Texto fornecido ->
○ ○ ○ ○ ○

Crítico do vestibular como única forma de admissão, ele espera que o Profis dê pistas de como a Unicamp e outras instituições brasileiras possam incluir seleções mais criativas e inteligentes. “A verdade é que se um estudante fizer cursinho ano após ano, uma hora ele passa, mas muitas pessoas com potencial podem ser desperdiçadas por não terem feito uma escola que proporcionasse o mínimo”, explica.
O projeto não deixa de ser de inclusão. Dados preliminares da equipe de acompanhamento do Profis mostram que o porcentual de negros inscritos na instituição pelo programa é cinco vezes maior do que a média pelo vestibular. O mesmo ocorre com a renda familiar. Enquanto entre os 3 mil alunos que ingressam na universidade pelo vestibular apenas 9% tem renda familiar entre 1 e 3 salários mínimos, essa é a faixa de rendimento em que estão 47% dos ingressantes pelo novo programa.
“O perfil da turma tem a mesma diversidade do jovem desta idade no Estado de São Paulo”, diz o pró-reitor de Graduação, Marcelo Knobel.
Curso superior básico
Se não teriam conhecimentos básicos para passar no vestibular, no entanto, também faltaria a estas pessoas o mínimo para acompanhar um curso superior. Entra aqui a segunda meta e a justificativa do nome Programa de Formação Interdisciplinar. Em vez de ingressar diretamente em um carreira, os estudantes recebem uma formação geral superior básica, outra ideia que o reitor gostaria de ver expandida.

○ ○ ○ ○ ○

Partes do exercício ->
(A) Você pode reescrever o trecho de "O projeto não" até "Graduação, Marcelo Knobel." do texto sobre o Profis, substituindo "porcentual" por "percentual"?
(B) De acordo com o texto sobre o Profis, por que o programa recebeu o nome de Programa de Formação Interdisciplinar?
(C) Como você continuaria o texto sobre o Profis a partir do ponto em que ele termina?
Os registros não são usados aqui.

Dados fornecidos ->
○ ○ ○ ○ ○

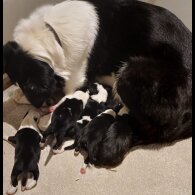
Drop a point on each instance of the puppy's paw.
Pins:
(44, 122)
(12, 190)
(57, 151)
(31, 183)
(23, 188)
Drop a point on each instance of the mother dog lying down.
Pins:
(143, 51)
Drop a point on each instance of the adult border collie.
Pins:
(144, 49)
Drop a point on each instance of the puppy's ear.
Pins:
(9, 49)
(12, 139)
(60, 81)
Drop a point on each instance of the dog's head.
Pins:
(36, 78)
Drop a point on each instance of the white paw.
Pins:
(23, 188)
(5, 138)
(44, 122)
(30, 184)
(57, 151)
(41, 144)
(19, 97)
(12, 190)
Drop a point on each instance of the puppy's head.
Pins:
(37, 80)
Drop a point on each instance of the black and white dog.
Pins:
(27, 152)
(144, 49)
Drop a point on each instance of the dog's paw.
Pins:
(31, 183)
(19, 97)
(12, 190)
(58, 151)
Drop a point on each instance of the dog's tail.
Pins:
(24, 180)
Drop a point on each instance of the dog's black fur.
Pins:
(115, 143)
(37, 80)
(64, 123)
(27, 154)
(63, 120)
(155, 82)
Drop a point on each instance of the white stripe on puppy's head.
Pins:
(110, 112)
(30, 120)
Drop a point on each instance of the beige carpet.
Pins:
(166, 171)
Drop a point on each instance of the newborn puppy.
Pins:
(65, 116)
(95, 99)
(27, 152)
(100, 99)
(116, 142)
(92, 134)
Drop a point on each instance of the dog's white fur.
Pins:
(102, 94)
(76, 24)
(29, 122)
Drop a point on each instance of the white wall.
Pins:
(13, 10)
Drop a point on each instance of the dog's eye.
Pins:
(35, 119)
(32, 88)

○ ○ ○ ○ ○

Respostas do exercício ->
(A)
O projeto não deixa de ser de inclusão. Dados preliminares da equipe de acompanhamento do Profis mostram que o percentual de negros inscritos na instituição pelo programa é cinco vezes maior do que a média pelo vestibular. O mesmo ocorre com a renda familiar. Enquanto entre os 3 mil alunos que ingressam na universidade pelo vestibular apenas 9% tem renda familiar entre 1 e 3 salários mínimos, essa é a faixa de rendimento em que estão 47% dos ingressantes pelo novo programa.
“O perfil da turma tem a mesma diversidade do jovem desta idade no Estado de São Paulo”, diz o pró-reitor de Graduação, Marcelo Knobel.

(B) Porque faltaria a esses estudantes o mínimo para acompanhar um curso superior. Por isso, em vez de ingressar diretamente em uma carreira, eles recebem uma formação geral superior básica.

(C)
Para Costa, o aluno da Unicamp se forma com excelentes bases técnicas em sua área, mas falta uma formação geral, que seria de se esperar de uma pessoa com curso superior em uma das melhores instituições latino-americanas. O problema é que futuros médicos não têm aulas de literatura, economia ou história, assim como os matemáticos nunca cursam evolução, bioética ou produção de texto e assim por diante com as restrições de cada carreira. “O nosso sonho era que pudéssemos dar uma base geral para todos os alunos e começamos por esses”, diz Costa.
Durante dois anos, eles têm aulas de linguagens, ciências humanas e artes, matemática, ciências exatas e tecnologia e ciências biológicas e da saúde. A intenção não é que consigam ser aprovados no vestibular, pois ao final todos têm vagas garantidas na graduação. Os que obtiverem as melhores notas no programa escolherão primeiro que carreira cursar.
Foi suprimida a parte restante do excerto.